BEGIN The input
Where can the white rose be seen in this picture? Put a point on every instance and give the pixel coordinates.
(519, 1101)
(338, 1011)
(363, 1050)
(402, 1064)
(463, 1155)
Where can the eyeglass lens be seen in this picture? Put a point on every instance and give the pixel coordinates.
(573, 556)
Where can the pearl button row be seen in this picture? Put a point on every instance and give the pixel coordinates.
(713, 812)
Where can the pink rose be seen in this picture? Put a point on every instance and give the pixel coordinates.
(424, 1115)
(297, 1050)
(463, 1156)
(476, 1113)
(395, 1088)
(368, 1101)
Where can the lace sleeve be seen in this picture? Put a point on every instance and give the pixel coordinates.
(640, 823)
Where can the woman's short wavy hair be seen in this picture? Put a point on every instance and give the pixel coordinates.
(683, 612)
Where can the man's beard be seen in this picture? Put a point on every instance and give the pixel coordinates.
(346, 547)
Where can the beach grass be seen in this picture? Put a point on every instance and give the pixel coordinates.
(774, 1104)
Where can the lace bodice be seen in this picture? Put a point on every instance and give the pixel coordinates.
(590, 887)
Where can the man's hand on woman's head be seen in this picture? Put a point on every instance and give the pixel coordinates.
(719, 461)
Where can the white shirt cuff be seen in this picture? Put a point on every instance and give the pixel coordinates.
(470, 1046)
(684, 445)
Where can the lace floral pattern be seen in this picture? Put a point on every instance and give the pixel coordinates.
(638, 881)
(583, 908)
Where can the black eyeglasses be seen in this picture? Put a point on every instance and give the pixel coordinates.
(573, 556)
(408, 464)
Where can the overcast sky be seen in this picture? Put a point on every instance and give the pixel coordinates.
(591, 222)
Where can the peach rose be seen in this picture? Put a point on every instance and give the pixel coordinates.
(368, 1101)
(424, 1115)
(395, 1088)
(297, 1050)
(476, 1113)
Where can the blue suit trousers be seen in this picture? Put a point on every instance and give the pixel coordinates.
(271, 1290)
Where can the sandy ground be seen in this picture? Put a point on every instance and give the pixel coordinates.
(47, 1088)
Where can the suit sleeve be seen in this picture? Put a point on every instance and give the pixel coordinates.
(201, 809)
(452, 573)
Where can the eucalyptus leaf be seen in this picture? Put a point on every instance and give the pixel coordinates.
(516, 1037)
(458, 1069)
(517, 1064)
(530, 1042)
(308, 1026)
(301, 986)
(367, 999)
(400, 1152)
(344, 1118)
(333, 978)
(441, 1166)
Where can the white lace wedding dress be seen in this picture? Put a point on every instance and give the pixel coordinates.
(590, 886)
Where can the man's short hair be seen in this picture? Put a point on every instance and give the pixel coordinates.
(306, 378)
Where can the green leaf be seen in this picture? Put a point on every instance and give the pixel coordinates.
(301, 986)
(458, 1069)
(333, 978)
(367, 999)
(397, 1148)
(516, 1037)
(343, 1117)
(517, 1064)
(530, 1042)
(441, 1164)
END The input
- _What is required_: Exactly as they appear, output the line holding "Where can the green" and all lines after it through the end of the listing above, and only those.

- _Response area_:
Where can the green leaf be seen in this picture? Put a point on every instance and give the pixel coordinates.
(301, 986)
(458, 1069)
(333, 978)
(367, 999)
(397, 1148)
(516, 1037)
(343, 1117)
(517, 1064)
(530, 1042)
(441, 1164)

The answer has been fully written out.